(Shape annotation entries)

* * * * * * * * *

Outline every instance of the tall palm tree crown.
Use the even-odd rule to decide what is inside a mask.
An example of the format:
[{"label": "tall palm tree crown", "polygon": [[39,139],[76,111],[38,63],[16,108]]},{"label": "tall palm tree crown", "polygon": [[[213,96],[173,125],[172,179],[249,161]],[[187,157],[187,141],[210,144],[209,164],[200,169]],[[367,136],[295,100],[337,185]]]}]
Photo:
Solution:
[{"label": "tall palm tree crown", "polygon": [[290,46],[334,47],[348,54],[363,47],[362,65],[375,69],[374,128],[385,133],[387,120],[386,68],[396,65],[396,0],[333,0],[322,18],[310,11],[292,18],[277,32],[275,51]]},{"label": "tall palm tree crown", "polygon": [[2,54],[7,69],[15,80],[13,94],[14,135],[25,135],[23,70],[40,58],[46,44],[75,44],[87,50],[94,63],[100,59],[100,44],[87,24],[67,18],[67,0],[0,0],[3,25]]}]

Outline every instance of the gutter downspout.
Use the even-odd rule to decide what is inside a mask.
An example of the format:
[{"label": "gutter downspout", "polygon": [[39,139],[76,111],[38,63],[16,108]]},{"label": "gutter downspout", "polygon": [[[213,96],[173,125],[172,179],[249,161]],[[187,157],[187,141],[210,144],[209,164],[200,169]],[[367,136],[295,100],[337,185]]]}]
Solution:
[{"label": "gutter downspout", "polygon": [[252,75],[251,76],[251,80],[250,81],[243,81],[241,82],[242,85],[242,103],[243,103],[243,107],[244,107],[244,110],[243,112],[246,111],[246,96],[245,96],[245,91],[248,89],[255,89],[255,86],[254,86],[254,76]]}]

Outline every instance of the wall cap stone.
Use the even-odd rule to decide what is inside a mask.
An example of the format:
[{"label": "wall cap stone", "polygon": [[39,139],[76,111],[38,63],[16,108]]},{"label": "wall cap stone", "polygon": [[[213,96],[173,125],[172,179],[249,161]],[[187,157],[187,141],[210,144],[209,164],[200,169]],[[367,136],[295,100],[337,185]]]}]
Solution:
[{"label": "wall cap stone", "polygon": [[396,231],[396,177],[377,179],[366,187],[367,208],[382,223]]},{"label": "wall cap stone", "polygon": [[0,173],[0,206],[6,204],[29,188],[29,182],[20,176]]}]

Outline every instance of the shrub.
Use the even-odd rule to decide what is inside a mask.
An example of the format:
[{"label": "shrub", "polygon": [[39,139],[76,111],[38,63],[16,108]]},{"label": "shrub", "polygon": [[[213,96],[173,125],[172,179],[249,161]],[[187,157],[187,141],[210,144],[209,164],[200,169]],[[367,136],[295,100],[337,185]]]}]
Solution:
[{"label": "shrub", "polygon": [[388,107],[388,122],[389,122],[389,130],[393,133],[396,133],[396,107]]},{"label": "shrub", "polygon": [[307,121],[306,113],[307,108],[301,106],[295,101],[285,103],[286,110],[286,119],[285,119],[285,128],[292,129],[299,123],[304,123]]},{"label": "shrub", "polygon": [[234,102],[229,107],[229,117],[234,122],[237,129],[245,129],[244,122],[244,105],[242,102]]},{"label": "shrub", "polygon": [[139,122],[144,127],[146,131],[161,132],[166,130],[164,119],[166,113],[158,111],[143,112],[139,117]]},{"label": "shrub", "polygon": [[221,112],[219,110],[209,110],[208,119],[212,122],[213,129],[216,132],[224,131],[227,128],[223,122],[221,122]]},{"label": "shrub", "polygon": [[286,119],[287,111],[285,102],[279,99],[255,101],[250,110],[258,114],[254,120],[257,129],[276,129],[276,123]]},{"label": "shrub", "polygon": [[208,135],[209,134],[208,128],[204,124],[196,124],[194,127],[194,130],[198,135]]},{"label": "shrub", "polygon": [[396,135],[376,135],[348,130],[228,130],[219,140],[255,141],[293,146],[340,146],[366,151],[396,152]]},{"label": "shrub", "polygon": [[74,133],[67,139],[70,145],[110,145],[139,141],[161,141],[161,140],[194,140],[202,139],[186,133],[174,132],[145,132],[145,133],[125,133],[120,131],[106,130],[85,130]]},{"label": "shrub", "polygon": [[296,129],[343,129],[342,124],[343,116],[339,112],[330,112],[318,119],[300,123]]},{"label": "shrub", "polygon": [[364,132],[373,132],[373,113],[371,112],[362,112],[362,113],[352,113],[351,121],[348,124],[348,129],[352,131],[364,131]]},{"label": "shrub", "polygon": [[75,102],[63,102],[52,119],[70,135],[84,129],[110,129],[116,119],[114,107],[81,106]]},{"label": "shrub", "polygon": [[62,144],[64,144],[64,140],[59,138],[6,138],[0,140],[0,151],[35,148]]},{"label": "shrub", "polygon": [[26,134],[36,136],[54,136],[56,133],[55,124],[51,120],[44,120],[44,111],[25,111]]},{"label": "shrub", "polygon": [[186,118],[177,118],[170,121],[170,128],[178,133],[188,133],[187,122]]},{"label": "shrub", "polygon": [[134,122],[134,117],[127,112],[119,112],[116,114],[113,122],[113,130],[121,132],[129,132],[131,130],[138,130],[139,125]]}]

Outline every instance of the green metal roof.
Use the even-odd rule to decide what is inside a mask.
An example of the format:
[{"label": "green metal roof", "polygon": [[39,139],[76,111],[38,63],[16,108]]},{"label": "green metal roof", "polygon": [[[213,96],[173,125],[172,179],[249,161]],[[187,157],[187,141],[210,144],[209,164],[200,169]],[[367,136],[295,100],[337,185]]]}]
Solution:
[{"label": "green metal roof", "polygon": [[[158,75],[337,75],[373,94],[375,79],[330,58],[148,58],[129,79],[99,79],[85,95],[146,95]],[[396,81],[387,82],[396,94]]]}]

* * * * * * * * *

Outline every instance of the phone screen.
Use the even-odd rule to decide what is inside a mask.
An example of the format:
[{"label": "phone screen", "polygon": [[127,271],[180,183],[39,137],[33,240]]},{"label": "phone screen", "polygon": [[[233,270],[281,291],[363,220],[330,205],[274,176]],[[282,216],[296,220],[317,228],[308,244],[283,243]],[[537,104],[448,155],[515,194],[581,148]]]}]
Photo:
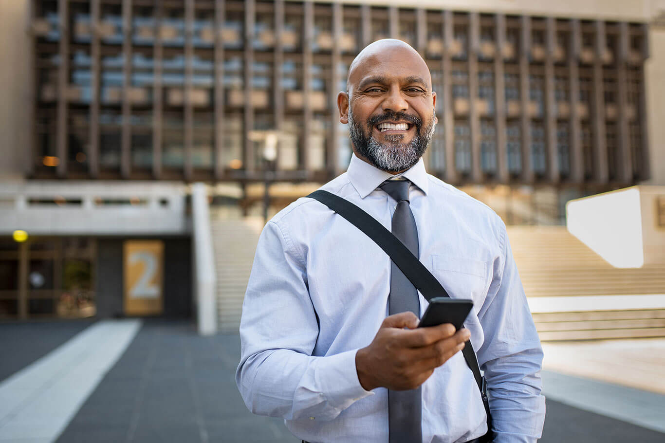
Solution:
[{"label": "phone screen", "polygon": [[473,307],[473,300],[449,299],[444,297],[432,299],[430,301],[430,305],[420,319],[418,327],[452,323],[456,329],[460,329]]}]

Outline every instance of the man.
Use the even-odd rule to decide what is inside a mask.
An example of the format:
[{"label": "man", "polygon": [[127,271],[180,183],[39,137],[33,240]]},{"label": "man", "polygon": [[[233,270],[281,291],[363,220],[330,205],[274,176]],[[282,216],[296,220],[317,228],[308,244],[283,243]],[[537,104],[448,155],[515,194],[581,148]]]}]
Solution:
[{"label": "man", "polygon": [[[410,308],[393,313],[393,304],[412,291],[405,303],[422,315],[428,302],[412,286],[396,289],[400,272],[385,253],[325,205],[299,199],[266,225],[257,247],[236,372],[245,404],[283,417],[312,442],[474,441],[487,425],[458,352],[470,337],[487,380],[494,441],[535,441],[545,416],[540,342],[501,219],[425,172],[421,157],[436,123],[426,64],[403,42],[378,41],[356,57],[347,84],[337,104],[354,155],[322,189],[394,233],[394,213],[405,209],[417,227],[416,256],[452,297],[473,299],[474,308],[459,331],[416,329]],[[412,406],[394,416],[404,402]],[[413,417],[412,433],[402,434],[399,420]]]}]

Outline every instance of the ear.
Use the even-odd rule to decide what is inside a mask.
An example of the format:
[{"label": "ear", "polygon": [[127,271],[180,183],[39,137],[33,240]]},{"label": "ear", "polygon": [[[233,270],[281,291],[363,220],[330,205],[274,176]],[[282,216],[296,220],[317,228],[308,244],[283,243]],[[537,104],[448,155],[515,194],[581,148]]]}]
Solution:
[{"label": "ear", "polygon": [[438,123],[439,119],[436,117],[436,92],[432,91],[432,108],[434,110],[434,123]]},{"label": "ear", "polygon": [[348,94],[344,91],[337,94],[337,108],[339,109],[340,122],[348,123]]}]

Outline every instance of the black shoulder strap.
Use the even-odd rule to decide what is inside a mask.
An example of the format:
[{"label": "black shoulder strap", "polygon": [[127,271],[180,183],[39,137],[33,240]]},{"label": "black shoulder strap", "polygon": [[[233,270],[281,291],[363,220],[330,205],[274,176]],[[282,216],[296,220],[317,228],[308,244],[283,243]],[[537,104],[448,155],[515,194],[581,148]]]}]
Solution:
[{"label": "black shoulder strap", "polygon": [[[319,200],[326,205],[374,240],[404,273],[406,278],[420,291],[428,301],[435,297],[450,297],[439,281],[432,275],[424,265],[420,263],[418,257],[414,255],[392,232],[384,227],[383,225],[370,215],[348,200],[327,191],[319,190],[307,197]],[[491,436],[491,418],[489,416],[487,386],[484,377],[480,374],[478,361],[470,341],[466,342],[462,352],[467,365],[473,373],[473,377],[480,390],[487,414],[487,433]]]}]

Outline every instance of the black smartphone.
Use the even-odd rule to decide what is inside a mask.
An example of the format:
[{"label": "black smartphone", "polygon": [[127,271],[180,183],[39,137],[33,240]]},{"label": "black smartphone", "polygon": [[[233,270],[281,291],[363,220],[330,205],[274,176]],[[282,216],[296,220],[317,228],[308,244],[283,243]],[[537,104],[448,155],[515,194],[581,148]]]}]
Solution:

* * * * * * * * *

§ **Short problem**: Could you gather every line from the records above that contains the word "Outline", treating uppercase and lowercase letters as different?

§ **Final result**:
Outline every instance of the tall palm tree crown.
Outline every instance of the gutter downspout.
Outline every instance of the wall cap stone.
Outline every instance of the shrub.
Outline every instance of the green metal roof.
Outline every instance of the phone screen.
Outline every instance of the man.
Outline every instance of the ear.
Outline every instance of the black shoulder strap.
Outline every instance of the black smartphone.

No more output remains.